** BEGIN **
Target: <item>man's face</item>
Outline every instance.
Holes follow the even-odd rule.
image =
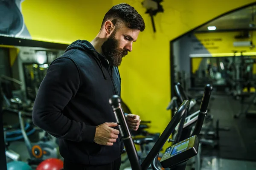
[[[102,50],[111,65],[119,66],[122,57],[132,50],[132,44],[138,38],[140,30],[120,26],[104,42]]]

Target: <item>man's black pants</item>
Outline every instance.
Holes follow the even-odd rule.
[[[121,156],[113,162],[104,165],[91,166],[67,162],[64,159],[64,170],[119,170]]]

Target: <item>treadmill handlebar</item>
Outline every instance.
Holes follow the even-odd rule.
[[[142,170],[146,170],[149,167],[149,165],[163,147],[164,144],[168,140],[175,127],[180,122],[182,117],[185,115],[186,112],[189,106],[189,101],[185,100],[179,107],[176,113],[142,162],[141,164],[141,169]]]
[[[121,98],[114,95],[109,99],[109,104],[113,109],[116,120],[117,122],[120,136],[122,137],[132,170],[141,170],[139,156],[133,142],[132,137],[122,108]]]
[[[203,99],[200,106],[200,111],[205,113],[207,112],[212,89],[213,89],[212,86],[209,84],[204,87],[204,93],[203,96]]]
[[[207,114],[207,109],[210,100],[210,97],[211,96],[211,93],[213,89],[212,86],[210,84],[207,85],[204,88],[204,93],[203,96],[202,102],[200,106],[198,120],[191,136],[194,135],[198,136],[201,131],[204,118]]]
[[[180,91],[180,84],[179,82],[177,83],[174,86],[174,90],[179,102],[180,103],[182,103],[185,100],[185,99],[183,96],[182,96]]]

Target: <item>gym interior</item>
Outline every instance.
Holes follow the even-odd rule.
[[[16,0],[0,1],[1,170],[63,169],[58,139],[32,122],[37,91],[51,62],[123,2],[146,29],[119,68],[116,113],[142,120],[120,170],[256,169],[256,1]]]

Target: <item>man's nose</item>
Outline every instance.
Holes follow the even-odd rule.
[[[132,50],[132,42],[131,44],[129,43],[127,44],[125,47],[125,48],[129,52],[131,51]]]

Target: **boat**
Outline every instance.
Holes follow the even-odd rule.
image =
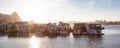
[[[73,35],[104,35],[101,24],[75,23],[73,26]]]

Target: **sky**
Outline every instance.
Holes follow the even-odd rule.
[[[120,0],[0,0],[0,13],[23,21],[120,21]]]

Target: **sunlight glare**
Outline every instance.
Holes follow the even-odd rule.
[[[31,48],[40,48],[41,41],[35,36],[32,36],[29,40],[29,43],[31,45]]]

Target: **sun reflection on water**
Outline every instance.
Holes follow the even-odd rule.
[[[32,36],[32,37],[29,39],[29,43],[30,43],[30,45],[31,45],[30,48],[40,48],[41,40],[38,39],[38,38],[35,37],[35,36]]]

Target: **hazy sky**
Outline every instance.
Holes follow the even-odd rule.
[[[120,0],[0,0],[0,12],[36,22],[120,20]]]

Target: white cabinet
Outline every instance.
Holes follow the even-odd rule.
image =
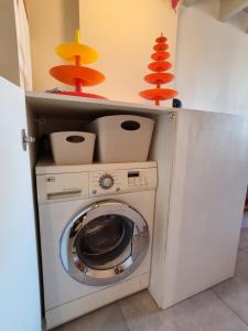
[[[29,135],[35,136],[37,141],[42,134],[78,129],[100,115],[137,114],[153,118],[155,130],[149,159],[158,162],[159,186],[151,295],[160,307],[166,308],[234,275],[247,188],[247,118],[50,94],[26,93],[24,96],[21,89],[4,79],[0,81],[0,94],[1,203],[4,204],[1,234],[4,239],[9,233],[17,236],[15,241],[1,243],[1,256],[8,258],[3,258],[6,276],[0,277],[7,287],[15,286],[13,292],[20,286],[29,292],[32,287],[35,289],[32,298],[22,305],[37,324],[40,307],[30,178],[32,175],[34,184],[39,143],[30,146],[30,171],[28,153],[22,151],[20,141],[26,119]],[[22,241],[23,236],[25,241]],[[15,258],[14,252],[25,250],[28,244],[29,254]],[[18,278],[18,284],[14,282],[18,274],[13,273],[9,261],[14,258],[15,265],[22,267],[23,277]],[[14,297],[13,292],[9,297],[1,296],[1,306],[7,299],[10,302],[9,313],[21,305],[21,297]],[[15,321],[18,323],[18,318]],[[11,331],[8,327],[4,330]]]
[[[1,330],[40,331],[37,249],[24,92],[0,77],[0,307]]]
[[[0,1],[0,76],[32,89],[29,23],[24,0]]]

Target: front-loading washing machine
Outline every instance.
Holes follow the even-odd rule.
[[[149,285],[157,163],[36,167],[46,328]]]

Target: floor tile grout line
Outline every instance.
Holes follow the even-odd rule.
[[[219,297],[213,289],[211,289],[212,292],[215,295],[215,297],[217,299],[219,299],[230,311],[234,312],[234,314],[236,314],[236,317],[242,321],[247,327],[248,327],[248,323],[237,313],[237,311],[235,311],[222,297]]]
[[[123,299],[121,299],[121,300],[123,300]],[[121,301],[121,300],[118,300],[118,301],[117,301],[117,305],[118,305],[118,307],[119,307],[119,309],[120,309],[120,313],[121,313],[121,316],[122,316],[122,318],[123,318],[123,320],[125,320],[125,323],[126,323],[128,330],[131,331],[131,329],[130,329],[129,325],[128,325],[128,320],[127,320],[127,318],[126,318],[126,316],[125,316],[125,313],[123,313],[123,311],[122,311],[121,305],[120,305],[120,301]]]

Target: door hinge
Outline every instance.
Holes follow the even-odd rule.
[[[26,150],[28,143],[34,142],[35,138],[31,136],[26,136],[25,129],[21,130],[21,142],[22,142],[22,149]]]

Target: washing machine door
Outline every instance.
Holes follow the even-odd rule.
[[[129,276],[148,246],[148,224],[138,211],[120,201],[99,201],[67,224],[61,238],[61,258],[76,280],[108,285]]]

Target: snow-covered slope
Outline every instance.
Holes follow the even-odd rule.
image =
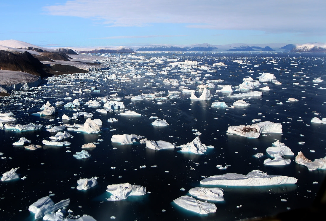
[[[45,48],[40,47],[38,46],[32,45],[29,43],[16,40],[5,40],[3,41],[0,41],[0,45],[6,46],[7,47],[35,51],[40,52],[57,52],[55,50],[49,49]],[[40,50],[37,50],[37,49],[40,49]]]

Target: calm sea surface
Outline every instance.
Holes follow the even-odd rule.
[[[72,215],[87,214],[97,221],[109,220],[112,216],[116,217],[115,220],[123,221],[236,220],[275,214],[309,206],[313,202],[326,175],[326,170],[309,171],[305,167],[296,163],[294,159],[299,151],[313,160],[326,156],[326,125],[310,122],[315,117],[320,119],[326,117],[324,54],[207,52],[103,55],[115,60],[103,62],[110,65],[110,70],[89,74],[49,78],[38,87],[0,98],[0,110],[2,112],[13,112],[17,119],[15,124],[44,126],[39,130],[26,132],[0,129],[0,152],[4,154],[0,159],[0,174],[19,167],[17,172],[20,177],[26,177],[24,180],[0,183],[0,220],[33,220],[34,215],[28,211],[28,207],[50,194],[55,203],[70,198],[70,203],[67,209],[72,211]],[[162,56],[180,62],[197,61],[197,66],[193,66],[190,70],[202,72],[195,76],[190,71],[183,72],[181,67],[169,64],[175,62],[156,62],[156,58]],[[236,60],[242,62],[233,62]],[[220,62],[224,63],[227,66],[213,66]],[[200,69],[202,65],[211,69]],[[167,67],[170,69],[163,73]],[[154,75],[145,75],[151,71]],[[211,107],[212,103],[215,101],[225,101],[230,106],[241,99],[229,98],[229,94],[216,93],[216,90],[221,89],[217,87],[210,90],[212,99],[206,101],[191,100],[189,94],[186,94],[179,95],[178,98],[161,101],[135,101],[124,98],[131,94],[136,96],[161,91],[166,92],[163,96],[166,96],[168,90],[181,91],[179,86],[162,83],[163,80],[169,78],[177,79],[181,83],[183,81],[180,75],[186,78],[198,77],[200,80],[204,80],[204,83],[209,80],[224,80],[215,83],[216,86],[218,84],[236,86],[243,82],[244,78],[251,77],[256,80],[266,72],[273,74],[282,84],[267,82],[264,85],[262,82],[259,87],[253,90],[234,92],[232,94],[259,91],[259,87],[269,87],[271,90],[263,91],[262,96],[244,99],[251,104],[245,108]],[[122,82],[121,80],[103,80],[106,79],[106,75],[113,74],[118,77],[118,80],[125,75],[131,81]],[[134,75],[139,74],[143,77],[132,79]],[[204,76],[208,74],[212,76]],[[324,81],[313,81],[319,77]],[[197,89],[198,84],[183,86]],[[96,87],[100,92],[72,95],[73,91],[90,89],[92,86]],[[69,95],[66,95],[67,93]],[[45,126],[84,122],[86,118],[83,117],[63,121],[61,117],[64,114],[71,117],[75,112],[65,109],[63,105],[57,107],[57,112],[52,116],[32,115],[40,111],[40,108],[47,101],[52,106],[58,101],[63,101],[65,104],[77,98],[86,103],[96,98],[110,97],[116,93],[118,97],[123,98],[121,101],[124,102],[126,109],[141,113],[141,116],[118,115],[124,111],[123,110],[102,114],[96,111],[98,108],[82,105],[81,111],[92,113],[94,115],[92,119],[99,118],[103,122],[100,133],[69,132],[73,137],[66,140],[71,143],[68,147],[43,145],[40,149],[32,151],[12,145],[23,137],[33,144],[42,145],[43,140],[49,140],[49,137],[55,134],[46,131]],[[196,92],[195,94],[198,97],[200,94]],[[69,96],[72,97],[71,100],[64,100]],[[299,101],[286,102],[291,97]],[[157,104],[158,101],[162,103]],[[276,104],[280,102],[283,104]],[[103,106],[104,103],[102,104]],[[169,125],[153,126],[151,123],[155,119],[150,118],[152,116],[166,120]],[[108,122],[107,120],[111,118],[118,119],[118,122]],[[229,126],[251,125],[255,119],[281,124],[283,133],[267,134],[257,139],[227,134]],[[182,145],[196,137],[193,129],[201,133],[200,138],[202,143],[215,148],[209,149],[204,154],[196,155],[181,152],[178,148],[155,151],[145,148],[144,144],[120,145],[111,141],[114,134],[134,134],[144,136],[149,140],[161,140]],[[295,155],[285,157],[291,159],[289,165],[265,166],[264,160],[269,157],[266,149],[277,140],[288,146]],[[300,141],[305,143],[300,144]],[[96,148],[89,151],[90,158],[78,160],[73,157],[76,152],[81,151],[82,145],[90,142],[96,143]],[[113,149],[115,147],[116,149]],[[264,155],[259,158],[253,156],[259,152],[264,153]],[[230,166],[220,170],[216,167],[219,164]],[[146,167],[141,168],[143,165]],[[154,165],[157,167],[151,167]],[[191,188],[200,186],[200,182],[203,179],[203,176],[230,172],[246,174],[255,169],[269,175],[294,177],[298,181],[292,185],[218,186],[224,190],[225,201],[215,202],[216,213],[208,215],[185,210],[173,202],[175,199],[187,195]],[[76,189],[80,179],[95,176],[98,177],[98,184],[95,187],[84,191]],[[315,182],[318,183],[313,184]],[[127,182],[146,187],[149,193],[119,201],[106,200],[110,197],[109,194],[106,192],[108,185]],[[182,188],[184,191],[180,190]],[[281,201],[281,199],[287,201]],[[240,205],[242,206],[237,208]]]

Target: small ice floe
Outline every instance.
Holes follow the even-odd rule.
[[[207,149],[207,146],[200,142],[199,137],[196,137],[191,142],[177,147],[181,147],[180,151],[182,152],[190,152],[200,154],[203,154]]]
[[[127,110],[125,112],[119,114],[121,116],[141,116],[141,114],[132,110]]]
[[[22,146],[24,145],[26,143],[29,143],[30,142],[30,140],[26,139],[24,137],[21,137],[19,139],[19,140],[15,142],[12,144],[12,145],[14,146]]]
[[[76,152],[73,156],[76,159],[87,159],[91,157],[91,155],[88,151],[85,150],[83,150],[80,152]]]
[[[164,149],[173,149],[175,146],[169,142],[163,140],[146,140],[146,147],[150,149],[159,150]]]
[[[227,132],[246,137],[257,138],[261,133],[281,133],[282,125],[279,123],[264,121],[247,126],[230,126]]]
[[[19,169],[19,167],[17,168],[12,168],[9,171],[2,174],[2,177],[0,181],[7,181],[19,178],[19,175],[17,173],[16,171]]]
[[[303,153],[300,151],[295,157],[295,161],[297,164],[305,166],[309,170],[326,169],[326,156],[323,158],[316,159],[313,161],[306,158]]]
[[[326,124],[326,117],[324,117],[321,120],[320,120],[318,117],[314,117],[311,119],[310,122],[312,123],[318,124]]]
[[[169,124],[167,123],[165,120],[160,120],[156,119],[155,121],[152,123],[152,125],[153,126],[166,126],[169,125]]]
[[[146,194],[146,187],[127,183],[109,185],[107,187],[106,191],[112,194],[107,200],[115,201],[126,199],[130,196],[144,195]]]
[[[199,199],[212,201],[223,201],[223,190],[218,187],[195,187],[189,190],[189,193]]]
[[[94,187],[97,184],[97,177],[92,177],[81,179],[77,181],[78,185],[77,189],[80,190],[87,190],[92,187]]]
[[[112,135],[111,141],[112,143],[120,143],[122,144],[131,144],[134,141],[143,138],[142,136],[135,134],[114,134]]]
[[[93,143],[89,143],[84,144],[82,146],[82,149],[93,149],[96,147],[96,145]]]
[[[28,207],[28,210],[35,214],[34,217],[35,219],[37,220],[43,218],[47,214],[50,214],[59,209],[67,206],[70,202],[70,199],[63,199],[55,204],[50,197],[47,196],[41,198],[33,203]]]
[[[264,186],[296,183],[294,177],[280,175],[268,175],[259,170],[254,170],[246,175],[234,173],[212,176],[202,180],[202,185],[227,186]]]
[[[202,202],[190,196],[183,196],[173,200],[177,205],[200,214],[215,213],[217,207],[214,203]]]
[[[259,158],[259,157],[262,156],[264,155],[264,154],[262,153],[258,153],[254,155],[254,156],[255,157],[257,157],[257,158]]]
[[[288,100],[287,100],[286,101],[286,102],[296,102],[296,101],[298,101],[299,100],[298,100],[297,99],[296,99],[295,98],[294,98],[294,97],[290,97],[290,98],[289,98],[288,99]]]

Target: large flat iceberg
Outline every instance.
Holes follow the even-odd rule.
[[[214,203],[202,202],[190,196],[183,196],[177,198],[173,201],[184,209],[200,214],[215,213],[217,209]]]
[[[107,187],[106,191],[112,194],[107,200],[115,201],[125,199],[130,196],[141,196],[146,194],[146,187],[128,183],[112,184]]]
[[[212,176],[200,181],[202,185],[227,186],[265,186],[293,184],[298,180],[294,177],[281,175],[269,175],[259,170],[254,170],[246,175],[229,173]]]
[[[315,159],[313,161],[306,158],[302,152],[300,151],[295,157],[295,161],[297,163],[306,167],[309,170],[326,169],[326,156],[323,158]]]

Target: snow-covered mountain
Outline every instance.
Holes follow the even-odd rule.
[[[326,44],[305,44],[296,46],[290,52],[326,52]]]

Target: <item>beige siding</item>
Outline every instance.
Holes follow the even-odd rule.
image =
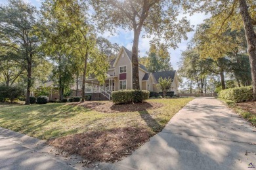
[[[108,71],[108,74],[110,75],[110,76],[114,76],[114,72],[115,72],[114,69],[109,70]]]
[[[123,54],[124,54],[123,58],[122,58]],[[129,59],[128,56],[126,55],[126,53],[124,52],[123,50],[122,50],[122,52],[120,54],[119,58],[117,59],[118,60],[117,61],[116,67],[115,67],[116,76],[118,76],[116,83],[116,90],[119,90],[119,66],[124,66],[124,65],[126,65],[126,88],[131,89],[132,88],[131,86],[132,67],[131,67],[131,61]]]

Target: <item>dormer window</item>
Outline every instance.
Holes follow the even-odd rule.
[[[126,66],[120,66],[119,71],[119,73],[126,73]]]

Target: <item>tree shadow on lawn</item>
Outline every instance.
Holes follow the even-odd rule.
[[[64,131],[61,125],[51,126],[49,124],[62,119],[68,120],[82,110],[60,104],[35,105],[12,109],[9,109],[9,112],[0,110],[0,126],[43,139],[77,131],[76,129]],[[89,110],[82,110],[83,112]]]
[[[80,155],[89,162],[114,162],[131,154],[150,137],[145,128],[127,127],[70,135],[49,143],[69,154]]]

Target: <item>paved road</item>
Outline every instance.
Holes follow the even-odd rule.
[[[133,154],[101,169],[256,169],[256,128],[213,98],[196,98]]]
[[[44,141],[0,128],[0,169],[83,169],[74,157],[51,153],[53,149]]]

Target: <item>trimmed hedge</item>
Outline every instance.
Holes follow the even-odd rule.
[[[35,104],[35,102],[37,102],[37,98],[33,96],[30,96],[30,104]]]
[[[146,90],[115,91],[112,94],[112,101],[116,104],[139,103],[148,99],[150,92]]]
[[[81,101],[80,97],[76,97],[73,98],[74,102],[79,102]]]
[[[232,100],[236,103],[250,101],[253,99],[253,87],[245,86],[223,90],[219,92],[219,97]]]
[[[41,95],[37,97],[37,104],[46,104],[48,102],[49,102],[49,97],[45,95]]]

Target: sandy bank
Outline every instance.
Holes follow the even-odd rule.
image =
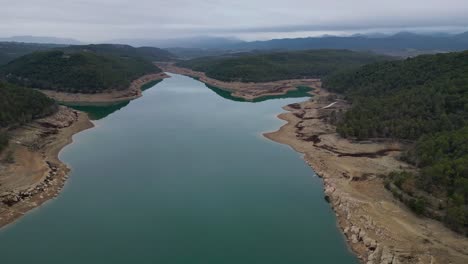
[[[319,79],[294,79],[263,83],[223,82],[209,78],[203,72],[177,67],[172,63],[158,64],[158,67],[166,72],[182,74],[196,78],[203,83],[231,92],[231,95],[245,100],[254,100],[265,96],[284,95],[289,91],[297,90],[297,86],[320,86]]]
[[[156,74],[148,74],[134,80],[128,89],[117,91],[110,90],[97,94],[82,94],[82,93],[64,93],[51,90],[39,90],[48,97],[67,104],[75,105],[106,105],[114,104],[123,101],[129,101],[141,96],[141,87],[149,82],[162,80],[170,77],[164,72]]]
[[[304,153],[324,179],[325,197],[361,262],[468,263],[467,238],[416,216],[384,188],[387,173],[414,169],[397,159],[405,146],[340,138],[327,120],[332,111],[349,106],[325,90],[315,92],[310,101],[285,107],[289,112],[279,118],[287,123],[265,136]]]
[[[61,106],[56,114],[11,132],[10,145],[0,155],[0,227],[57,196],[69,172],[58,154],[74,134],[92,126],[86,114]],[[13,162],[4,161],[7,155]]]

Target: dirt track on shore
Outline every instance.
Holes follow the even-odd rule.
[[[106,105],[136,99],[141,96],[141,87],[144,84],[151,81],[162,80],[168,77],[169,75],[165,74],[164,72],[148,74],[134,80],[125,90],[110,90],[96,94],[64,93],[51,90],[38,91],[61,103],[77,105]]]
[[[0,163],[0,227],[58,195],[70,171],[59,152],[74,134],[91,127],[85,113],[61,106],[54,115],[11,131],[0,155],[0,160],[13,157]]]
[[[440,222],[418,217],[384,188],[393,170],[415,169],[398,160],[405,146],[392,141],[351,142],[327,121],[331,111],[346,110],[325,90],[310,101],[285,107],[287,123],[265,136],[304,154],[323,178],[325,197],[340,228],[362,263],[468,263],[468,239]],[[325,108],[328,106],[327,108]]]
** END **
# DO THIS
In the material, from the line with "Target: **sun reflection on water**" up to and including the line with "[[[120,0],[0,0],[0,12],[36,22],[120,20]]]", switch "Outline" to "Trace". Give back only those lines, with everything else left as it is.

# COMPLETE RESPONSE
Target: **sun reflection on water**
Trace every instance.
Holes follow the even-odd rule.
[[[32,36],[32,37],[29,39],[29,43],[30,43],[30,45],[31,45],[30,48],[40,48],[41,40],[38,39],[38,38],[35,37],[35,36]]]

Target: **hazy sky**
Trace every instance.
Holes follow the even-odd rule.
[[[120,0],[0,0],[0,12],[36,22],[120,20]]]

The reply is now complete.